Soal dan Tugas ->
**A)** Salin persis bagian tulisan tentang iman dan adab yang dibuka dengan kata-kata "Iman adalah landasan" dan ditutup dengan "yang tidak baik.".
**B)** Rangkumlah tulisan tentang iman dan adab dalam dua kalimat.
**C)** Teruskan tulisan tentang iman dan adab mulai dari bagian tempat tulisan itu berhenti.

Kutipan Teks ->

┌────────

FILOSOFI DEEP LEARNING : IMAN, ADAB, ILMU DAN AMAL



 

Oleh : Ahmad Sastra

 

Iman adalah landasan utama bagi pembentukan adab. Iman yang kuat kepada Allah dan Rasul-Nya akan membentuk akhlak dan adab seseorang. Seseorang yang memiliki iman yang kokoh akan berusaha mengikuti contoh terbaik dari Rasulullah SAW, karena beliau adalah teladan sempurna dalam hal adab, akhlak, dan cara hidup.

 

Ketika iman seseorang kuat, dia akan senantiasa menjaga hubungan baik dengan Allah, dan itu tercermin dalam hubungan dengan sesama manusia. Misalnya, dengan menjaga sikap rendah hati, bersikap sabar dalam menghadapi ujian, menghormati orang lain, dan berusaha untuk selalu berbuat baik, sebagaimana yang diajarkan oleh Rasulullah. Iman juga mengajarkan kita untuk selalu memperbaiki diri, mencari ilmu, dan menjauhkan diri dari perbuatan yang tidak baik.

 

Adab yang baik tidak hanya tentang bagaimana kita berinteraksi dengan orang lain, tetapi juga bagaimana kita berhubungan dengan Allah. Iman yang teguh akan mendorong kita untuk selalu berusaha memperbaiki diri, dan adab akan menjadi wujud nyata dari usaha tersebut.

└────────

Data Hasil Ekstraksi ->

┌────────

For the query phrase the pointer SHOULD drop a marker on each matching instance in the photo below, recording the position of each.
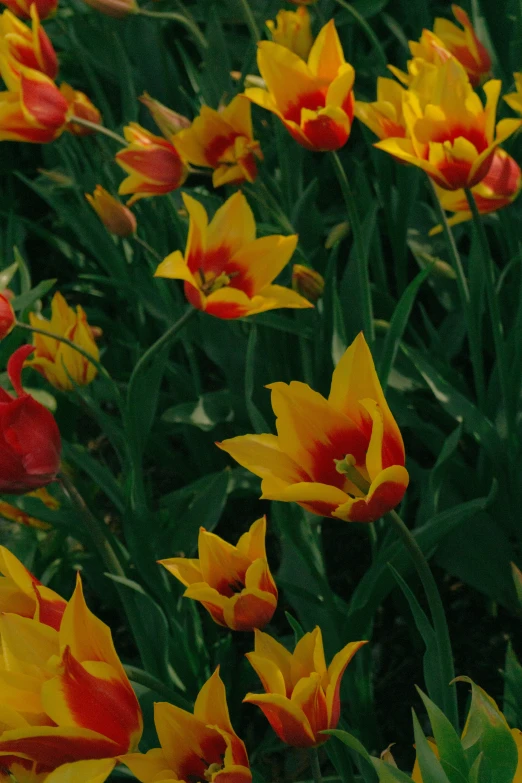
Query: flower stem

└────────
┌────────

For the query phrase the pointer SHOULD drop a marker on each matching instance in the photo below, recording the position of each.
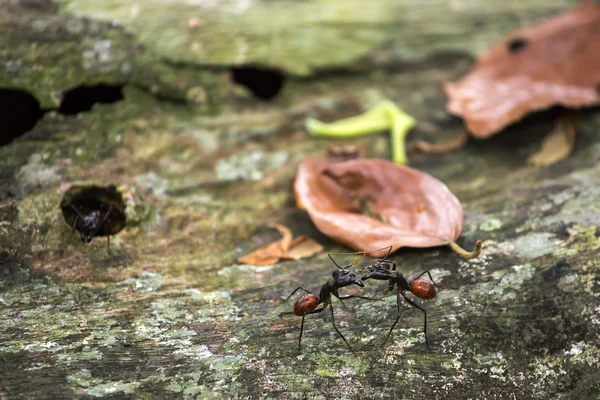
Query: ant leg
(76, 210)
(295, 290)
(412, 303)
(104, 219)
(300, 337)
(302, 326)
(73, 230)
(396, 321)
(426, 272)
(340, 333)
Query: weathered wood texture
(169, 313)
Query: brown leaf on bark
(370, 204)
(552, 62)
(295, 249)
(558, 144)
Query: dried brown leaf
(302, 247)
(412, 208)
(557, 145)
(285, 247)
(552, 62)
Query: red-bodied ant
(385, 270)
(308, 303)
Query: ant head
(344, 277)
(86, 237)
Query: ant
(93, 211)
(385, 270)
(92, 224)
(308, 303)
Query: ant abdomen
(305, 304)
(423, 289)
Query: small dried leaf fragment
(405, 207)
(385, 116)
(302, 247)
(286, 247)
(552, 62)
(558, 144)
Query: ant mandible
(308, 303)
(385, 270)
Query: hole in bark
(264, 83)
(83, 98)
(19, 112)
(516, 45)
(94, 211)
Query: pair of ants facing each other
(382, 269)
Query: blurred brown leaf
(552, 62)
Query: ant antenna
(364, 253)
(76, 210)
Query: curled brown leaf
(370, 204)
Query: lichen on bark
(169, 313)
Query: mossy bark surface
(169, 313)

└────────

Jawaban ->
**A)**
Iman adalah landasan utama bagi pembentukan adab. Iman yang kuat kepada Allah dan Rasul-Nya akan membentuk akhlak dan adab seseorang. Seseorang yang memiliki iman yang kokoh akan berusaha mengikuti contoh terbaik dari Rasulullah SAW, karena beliau adalah teladan sempurna dalam hal adab, akhlak, dan cara hidup.

 

Ketika iman seseorang kuat, dia akan senantiasa menjaga hubungan baik dengan Allah, dan itu tercermin dalam hubungan dengan sesama manusia. Misalnya, dengan menjaga sikap rendah hati, bersikap sabar dalam menghadapi ujian, menghormati orang lain, dan berusaha untuk selalu berbuat baik, sebagaimana yang diajarkan oleh Rasulullah. Iman juga mengajarkan kita untuk selalu memperbaiki diri, mencari ilmu, dan menjauhkan diri dari perbuatan yang tidak baik.

**B)** Iman yang kuat kepada Allah dan Rasul-Nya menjadi landasan adab, sehingga seseorang meneladani Rasulullah SAW, menjaga hubungan baik dengan Allah dan sesama, serta terus memperbaiki diri dan mencari ilmu. Adab mencakup hubungan dengan sesama manusia maupun dengan Allah, dan menjadi wujud nyata dari usaha memperbaiki diri yang didorong oleh iman.

**C)**
Adab memang sangat penting dalam kehidupan. Dalam banyak tradisi, terutama dalam Islam, adab sering kali dianggap lebih tinggi daripada ilmu, karena adab yang baik mencerminkan akhlak dan cara kita berinteraksi dengan orang lain, serta bagaimana kita menghormati ilmu itu sendiri. Tanpa adab, ilmu bisa disalahgunakan atau tidak membawa manfaat yang maksimal. Adab juga membantu kita menjaga hubungan baik dengan orang lain, baik dalam konteks sosial maupun spiritual.

 

Indahnya adab Rasulullah SAW memang luar biasa. Beliau adalah contoh sempurna dalam segala aspek kehidupan, dari cara berbicara, bertindak, hingga berinteraksi dengan sesama. Adab Rasulullah mencakup kelembutan, kesabaran, kerendahan hati, dan rasa hormat yang tinggi kepada orang lain, tak peduli siapa mereka. Beliau tidak hanya mengajarkan ilmu, tetapi juga menunjukkan cara terbaik untuk mengamalkan ilmu tersebut dalam kehidupan sehari-hari.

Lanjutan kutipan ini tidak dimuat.